● Compito richiesto A:
Secondo il brano sull'emigrazione, quante persone il CIME ha aiutato i governi a ricollocare nel dopoguerra?

Mi ricorda quello che è successo in Europa dopo la seconda guerra mondiale all’inizio degli anni ’50 quando il CIME (Comitato Intergovernativo per la Migrazione in Europa), in seguito denominato OIM, nato per gestire le grandi emigrazioni umane del dopoguerra, ha aiutato i governi a ricollocare ben 11 milioni di persone e ne ha curato il trasporto di oltre un milione. Ed erano quelli, anni ben più difficili degli attuali... eppure i nostri padri ce l’hanno fatta così come ce l’ha fatta la Germania a riconvertire i tedeschi dell’Est e noi europei dell’ovest a ricollocare gli emigrati della rivolta dell’Ungheria del 1956, della guerra Cecoslovacca del 1968; del Kosovo del 1999 e decine di altre gravissime crisi europee e non solo.
Non possiamo dimenticare che in Europa, fino al 1940, la democrazia era un eccezione esattamente come lo è stato fino a pochi mesi fa nei paesi della sponda sud e lo continua ad esserlo in alcuni di essi, quali la Libia, lo Yemen, la Siria, il Bahrein... In fondo i nostri cugini arabi stanno realizzando oggi quanto noi abbiamo realizzato nel secolo scorso. Noi siamo stati aiutati da un Piano Marshall, dal CIME, dalle Nazioni Unite; anche loro meritano qualcosa del genere e non certo di rimanere relegati su una collinetta di un’isola del Mediterraneo senza cibo e senza cessi!
Lo spettacolo del signor Bossi e dei suoi degni cugini della Lega è assolutamente inqualificabile non solo sul piano etico; esprime una profonda ignoranza storica e una sensibilità che, grazie a Dio e ai nostri padri, non ci appartiene. È assolutamente puerile e insostenibile quanto hanno dichiarato e fatto perché è evidente che questi giovani, esattamente come i giovani italiani, vorranno migliorare la loro vita attraverso l’emigrazione che comporta tanti rischi e tanti sacrifici soprattutto per loro come lo è stato e continua ad esserlo per molti giovani italiani che decidono di emigrare.

● Record:
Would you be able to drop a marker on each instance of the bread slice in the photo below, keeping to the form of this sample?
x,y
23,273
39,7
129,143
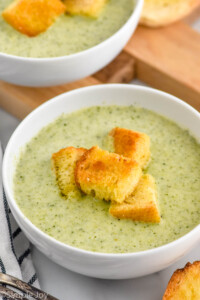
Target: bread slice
x,y
107,176
64,162
91,8
184,283
132,144
163,12
141,205
31,17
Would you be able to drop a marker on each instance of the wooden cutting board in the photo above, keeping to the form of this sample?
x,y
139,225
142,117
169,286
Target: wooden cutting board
x,y
166,58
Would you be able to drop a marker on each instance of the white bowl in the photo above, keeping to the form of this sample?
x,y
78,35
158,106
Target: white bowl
x,y
111,266
59,70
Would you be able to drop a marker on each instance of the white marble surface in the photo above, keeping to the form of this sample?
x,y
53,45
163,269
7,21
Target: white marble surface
x,y
67,285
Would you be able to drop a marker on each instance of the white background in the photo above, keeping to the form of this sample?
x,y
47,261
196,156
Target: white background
x,y
66,285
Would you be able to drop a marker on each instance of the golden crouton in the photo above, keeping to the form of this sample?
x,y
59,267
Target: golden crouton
x,y
141,205
107,176
184,283
91,8
31,17
157,13
64,162
132,144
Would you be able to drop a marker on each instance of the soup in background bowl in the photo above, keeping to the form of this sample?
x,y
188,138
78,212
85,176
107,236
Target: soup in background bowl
x,y
82,118
72,48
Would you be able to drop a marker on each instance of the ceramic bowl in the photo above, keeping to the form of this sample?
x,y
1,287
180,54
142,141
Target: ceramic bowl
x,y
110,266
53,71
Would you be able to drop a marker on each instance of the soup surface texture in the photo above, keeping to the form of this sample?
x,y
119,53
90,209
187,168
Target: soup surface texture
x,y
68,35
85,222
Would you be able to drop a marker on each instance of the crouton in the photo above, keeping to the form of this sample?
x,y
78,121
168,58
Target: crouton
x,y
184,283
91,8
157,13
31,17
132,144
107,176
64,162
141,205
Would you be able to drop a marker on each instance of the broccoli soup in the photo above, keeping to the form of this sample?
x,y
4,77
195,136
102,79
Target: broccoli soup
x,y
84,221
68,35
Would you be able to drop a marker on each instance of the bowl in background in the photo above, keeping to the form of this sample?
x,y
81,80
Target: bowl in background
x,y
100,265
58,70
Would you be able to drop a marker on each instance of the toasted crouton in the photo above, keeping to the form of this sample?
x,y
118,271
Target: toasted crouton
x,y
141,205
31,17
132,144
91,8
157,13
64,162
184,283
107,176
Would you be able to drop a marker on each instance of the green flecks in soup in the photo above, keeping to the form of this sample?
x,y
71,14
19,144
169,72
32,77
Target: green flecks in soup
x,y
85,222
68,35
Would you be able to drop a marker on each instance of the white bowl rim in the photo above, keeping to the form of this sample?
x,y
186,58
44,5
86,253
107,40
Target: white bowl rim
x,y
137,8
64,246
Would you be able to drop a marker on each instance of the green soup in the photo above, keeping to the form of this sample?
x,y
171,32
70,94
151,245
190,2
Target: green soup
x,y
68,34
85,222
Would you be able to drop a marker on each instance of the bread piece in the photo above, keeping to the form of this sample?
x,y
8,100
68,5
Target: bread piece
x,y
91,8
107,176
31,17
184,283
64,162
163,12
141,205
132,144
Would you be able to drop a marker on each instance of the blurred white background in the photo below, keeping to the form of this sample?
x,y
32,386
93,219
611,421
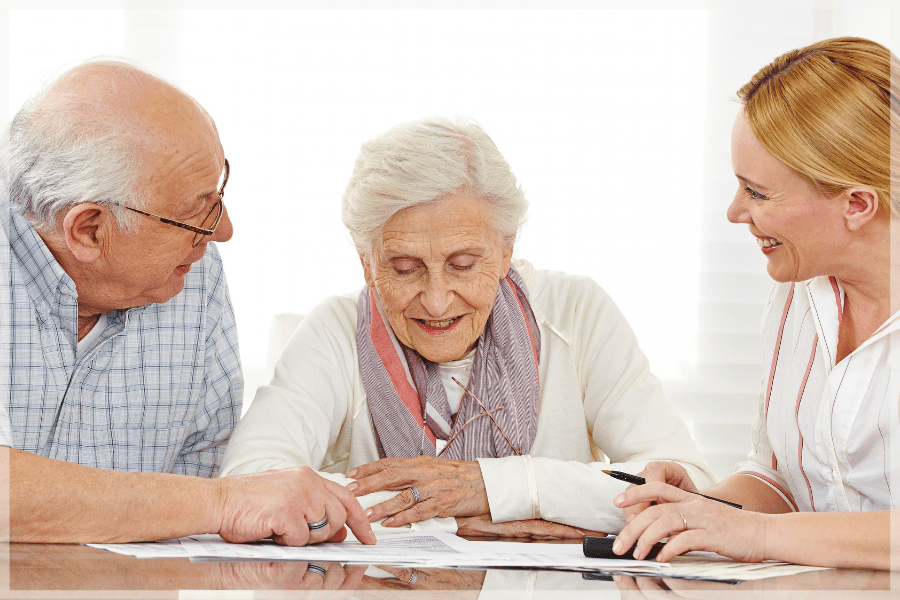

● Compito richiesto B:
Raccogli ogni riga dei record che contiene la stringa "marble", tenendo conto di maiuscole e minuscole.

● Risultato finale A:
11 milioni di persone.

● Risultato finale B:
Would you be able to drop a marker on each instance of the white marble surface in the photo above, keeping to the form of this sample?
Target: white marble surface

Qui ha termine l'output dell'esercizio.